(Point-per-instance localization data)
———
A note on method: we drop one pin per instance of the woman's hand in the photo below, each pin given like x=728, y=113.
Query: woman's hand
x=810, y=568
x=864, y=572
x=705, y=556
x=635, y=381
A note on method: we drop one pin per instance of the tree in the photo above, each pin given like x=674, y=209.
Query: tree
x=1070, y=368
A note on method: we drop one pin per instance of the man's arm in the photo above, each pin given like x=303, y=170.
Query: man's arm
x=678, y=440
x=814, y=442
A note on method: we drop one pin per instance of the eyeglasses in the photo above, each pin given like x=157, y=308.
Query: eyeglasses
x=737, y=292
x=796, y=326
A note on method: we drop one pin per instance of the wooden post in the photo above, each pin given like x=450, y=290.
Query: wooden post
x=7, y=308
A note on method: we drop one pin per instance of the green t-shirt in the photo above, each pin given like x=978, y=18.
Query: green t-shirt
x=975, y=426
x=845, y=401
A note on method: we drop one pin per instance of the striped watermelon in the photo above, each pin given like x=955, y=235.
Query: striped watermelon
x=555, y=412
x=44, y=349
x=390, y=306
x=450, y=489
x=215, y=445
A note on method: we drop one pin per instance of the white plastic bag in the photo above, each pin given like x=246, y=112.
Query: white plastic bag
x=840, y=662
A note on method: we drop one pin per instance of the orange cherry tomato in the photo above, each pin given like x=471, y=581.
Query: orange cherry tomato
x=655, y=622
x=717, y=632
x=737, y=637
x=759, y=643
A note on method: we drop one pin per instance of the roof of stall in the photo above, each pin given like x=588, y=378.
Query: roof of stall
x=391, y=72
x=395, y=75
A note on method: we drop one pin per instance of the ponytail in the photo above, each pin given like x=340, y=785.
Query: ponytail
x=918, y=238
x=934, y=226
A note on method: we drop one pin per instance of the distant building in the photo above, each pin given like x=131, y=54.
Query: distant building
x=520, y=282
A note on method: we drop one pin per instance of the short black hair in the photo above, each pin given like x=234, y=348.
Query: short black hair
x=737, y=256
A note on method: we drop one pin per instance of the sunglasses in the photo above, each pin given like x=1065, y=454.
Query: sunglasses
———
▶ [Your assignment]:
The full set of records must be output again exactly.

▶ [Task answer]:
A note on method: we drop one pin per instance of the woman's hand in the photo below, each pin given like x=728, y=113.
Query: woman's hand
x=810, y=568
x=864, y=572
x=705, y=556
x=635, y=381
A note on method: we drop one pin per instance of the tree in the photo above, each pin given like x=674, y=209.
Query: tree
x=1070, y=368
A note on method: we drop one pin per instance of the man's arm in the photo above, each pin given like x=303, y=170.
Query: man's arm
x=678, y=440
x=814, y=442
A note on method: we drop one pin per instance of the eyeglasses in the photo above, each pin given like x=157, y=308.
Query: eyeglasses
x=737, y=292
x=796, y=326
A note on method: we drop one pin per instance of the wooden post in the photo above, each pin given like x=450, y=290.
Query: wooden post
x=7, y=308
A note on method: we drop one pin per instance of the green t-shirt in the photo above, each pin given like x=978, y=18.
Query: green t-shirt
x=975, y=426
x=845, y=401
A note on method: we drop one pin per instance of the striped watermelon in the photo above, each pin given like x=955, y=235.
Query: striped watermelon
x=555, y=412
x=44, y=349
x=390, y=306
x=450, y=489
x=215, y=445
A note on method: we drop one pin per instance of the white plastic bag in the photo above, each pin given like x=246, y=112.
Query: white plastic bag
x=840, y=662
A note on method: we drop one pin per instance of the orange cherry tomato in the photo above, each pin given like x=471, y=581.
Query: orange cherry tomato
x=655, y=622
x=717, y=632
x=737, y=637
x=759, y=643
A note on method: we drop one pin per instance of the roof of stall in the photo above, each pin given like x=588, y=378.
Query: roof of stall
x=391, y=72
x=395, y=75
A note on method: we drop one pin per instance of the ponytail in the photo above, each pin given like x=340, y=785.
Query: ponytail
x=918, y=238
x=934, y=226
A note on method: we drop one pin per instance of the distant building in the photo above, each pin given like x=131, y=54.
Query: distant building
x=520, y=282
A note on method: we drop one pin per instance of the short black hair in the photo above, each pin given like x=234, y=348.
Query: short black hair
x=737, y=256
A note on method: we drop one pin per instance of the sunglasses in the photo above, each pin given like x=1065, y=454.
Query: sunglasses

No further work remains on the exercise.